Special Issue Information

Dear Colleagues,

Social Epistemology concerns the social dimension of knowledge and its usages in modern and complex societies, as it is believed to be crucial to find a source for the reliability of shared beliefs and information.

From a methodological viewpoint, in most of the insights of social and political philosophy, the problem of the use and exploitation of knowledge by actors is understood in a “constructivist” way. In classical and modern political philosophy, rationalist constructivism dominated for a long time, the most exemplary formulation of which is perhaps the Hobbesian Leviathan. The same thing can be said for the political subject: if one looks at the concepts of learning, perception or cognition in the models of society described by political philosophy, one is surprised that there is practically no trace of them. Some of the relevant models of political agency do not appear to face with the features that agents should have (think about the “abstract” holder of Natural Rights). Others shift the role of the agency to polar opposite levels of explanation (the decision-maker that hides behind the Rawlsian “veil of ignorance”, who is deprived of any kind of knowledge; the subject dominated by the Foucauldian “dispositive” of power). They do not refer to social epistemology; they do not show interest in individual learning processes, the formation of beliefs and the relevance of knowledge for collective decision-making processes.

------------------------------------

Instructions>
1: Copy the special issue text again, everything from "Social Epistemology concerns" down to "beliefs and information.", with "reliability" switched to "trustworthiness".
2: Translate this sentence from the special issue text into Spanish: "They do not refer to social epistemology; they do not show interest in individual learning processes, the formation of beliefs and the relevance of knowledge for collective decision-making processes."

Information provided>
------------------------------------

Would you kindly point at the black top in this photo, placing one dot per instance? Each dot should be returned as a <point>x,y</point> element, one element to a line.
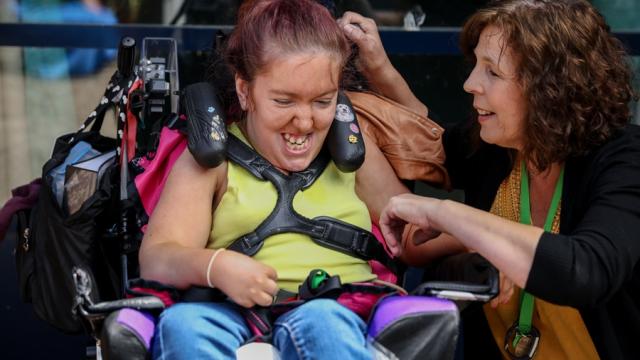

------------------------------------

Responses per task>
1:
Social Epistemology concerns the social dimension of knowledge and its usages in modern and complex societies, as it is believed to be crucial to find a source for the trustworthiness of shared beliefs and information.

2: No se refieren a la epistemología social; no muestran interés por los procesos de aprendizaje individual, la formación de creencias ni la relevancia del conocimiento para los procesos de toma de decisiones colectivas.